• _Task details_
When you return the entries, keep every word and mark exactly as it is.

• _Dataset extract_
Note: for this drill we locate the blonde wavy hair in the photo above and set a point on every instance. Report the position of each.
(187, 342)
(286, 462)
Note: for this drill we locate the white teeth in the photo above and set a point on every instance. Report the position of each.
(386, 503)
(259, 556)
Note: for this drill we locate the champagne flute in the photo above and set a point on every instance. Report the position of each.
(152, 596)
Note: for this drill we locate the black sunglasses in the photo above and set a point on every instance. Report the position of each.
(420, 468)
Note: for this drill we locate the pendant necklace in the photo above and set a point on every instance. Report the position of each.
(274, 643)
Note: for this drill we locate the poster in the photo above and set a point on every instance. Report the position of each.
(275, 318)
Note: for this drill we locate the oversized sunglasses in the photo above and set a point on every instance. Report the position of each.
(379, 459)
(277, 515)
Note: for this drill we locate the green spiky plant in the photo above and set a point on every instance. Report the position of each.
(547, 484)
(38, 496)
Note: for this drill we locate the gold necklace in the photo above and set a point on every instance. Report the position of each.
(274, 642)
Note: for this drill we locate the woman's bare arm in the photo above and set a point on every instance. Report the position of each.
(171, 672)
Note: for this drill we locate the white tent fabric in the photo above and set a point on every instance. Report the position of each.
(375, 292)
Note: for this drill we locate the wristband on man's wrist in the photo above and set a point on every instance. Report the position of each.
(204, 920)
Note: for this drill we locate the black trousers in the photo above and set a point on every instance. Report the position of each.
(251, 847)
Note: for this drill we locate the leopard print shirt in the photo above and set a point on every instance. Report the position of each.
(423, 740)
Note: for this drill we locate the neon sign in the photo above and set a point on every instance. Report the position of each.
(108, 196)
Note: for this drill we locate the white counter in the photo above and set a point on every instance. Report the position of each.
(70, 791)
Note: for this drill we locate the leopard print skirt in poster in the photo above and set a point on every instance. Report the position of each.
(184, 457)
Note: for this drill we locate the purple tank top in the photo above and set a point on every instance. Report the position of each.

• _Response_
Note: for this drill we locate the blonde wavy hair in the photo above and set a point on every instance. Report the position of each.
(187, 342)
(286, 462)
Note: for this drill we locate the white teeth in the photo above and set a point on every instance. Report the position of each.
(386, 503)
(259, 556)
Note: for this drill we locate the champagne flute in the photo above and set a point on every instance. Report the position of each.
(152, 596)
Note: for this drill we locate the black sunglasses in the photo above and set a point on every instance. Report the position of each.
(420, 468)
Note: for this drill we locate the pendant necklace in the photo above and set a point on every instance. Report the position of each.
(274, 643)
Note: for this drill we locate the poster in the photo above and set a point on every instance. Report the position of each.
(275, 318)
Note: for this drill we locate the oversized sunglasses in the photo above and set a point on every instance. Report the position of each.
(379, 459)
(277, 515)
Note: for this drill we locate the green spiky plant in the photo above and set a point on every instance. Report the position of each.
(547, 484)
(38, 496)
Note: for this drill we locate the gold necklace in the photo above and set a point on every instance. Report the position of each.
(274, 642)
Note: for this drill we locate the woman's bare arm in the photo above and set a point on every instance. Report the position of each.
(171, 672)
Note: for this drill we locate the white tent fabric in the photo above and set a point on every instance. Report the position of each.
(375, 292)
Note: for this drill we locate the wristband on man's wrist in the photo above and set a point on every instance. Report the position of each.
(204, 920)
Note: for this drill we locate the black trousers in the photo above and set a point on every instance. Report the position of each.
(251, 847)
Note: for this drill we locate the leopard print shirt in the photo above and set a point on every instance. Report the position of each.
(423, 740)
Note: for this drill we locate the neon sign in the photo above and set a point on every instance. Report the position of each.
(108, 196)
Note: for this drill we locate the white counter in the photo above and set a point on every instance. Report the position of each.
(70, 791)
Note: for this drill we locate the leopard print skirt in poster in the photo above and set a point on every instance. Report the position of each.
(184, 457)
Note: for this drill we locate the purple tank top in the photo above and set a point on every instance. Report the position of each.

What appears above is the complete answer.